SOURCE MATERIAL:

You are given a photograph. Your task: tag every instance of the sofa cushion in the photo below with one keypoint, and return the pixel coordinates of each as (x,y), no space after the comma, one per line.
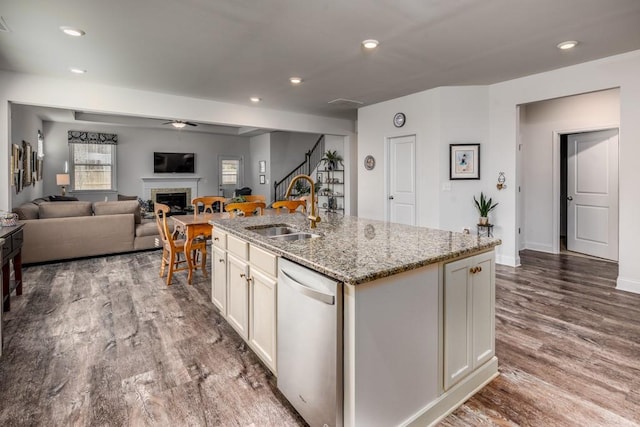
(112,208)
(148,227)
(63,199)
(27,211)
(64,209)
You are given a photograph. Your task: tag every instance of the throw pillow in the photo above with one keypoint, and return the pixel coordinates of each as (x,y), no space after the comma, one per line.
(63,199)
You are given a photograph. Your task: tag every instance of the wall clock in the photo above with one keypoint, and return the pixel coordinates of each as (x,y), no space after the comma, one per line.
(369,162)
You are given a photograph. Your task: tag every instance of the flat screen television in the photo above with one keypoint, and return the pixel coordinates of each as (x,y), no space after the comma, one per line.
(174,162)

---

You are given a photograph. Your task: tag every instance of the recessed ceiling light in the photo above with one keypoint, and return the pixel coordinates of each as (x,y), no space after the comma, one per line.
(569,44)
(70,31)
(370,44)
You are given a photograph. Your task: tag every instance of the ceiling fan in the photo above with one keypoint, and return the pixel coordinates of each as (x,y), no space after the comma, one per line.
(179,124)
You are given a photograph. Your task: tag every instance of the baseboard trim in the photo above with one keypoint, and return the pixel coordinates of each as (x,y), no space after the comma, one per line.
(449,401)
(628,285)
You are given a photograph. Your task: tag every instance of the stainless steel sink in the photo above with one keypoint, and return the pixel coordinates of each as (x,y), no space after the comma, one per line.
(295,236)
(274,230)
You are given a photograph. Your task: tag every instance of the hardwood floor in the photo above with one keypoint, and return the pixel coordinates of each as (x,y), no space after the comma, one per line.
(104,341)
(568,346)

AIM:
Find each line in the records above that contains the word "stainless" and copy it out in full.

RESULT FOR THIS TASK:
You are given a photograph. Your task: tag every instance of the stainless steel sink in the photo above with one keypoint, and return the pixel coordinates of each as (x,y), no space after the comma, one per line.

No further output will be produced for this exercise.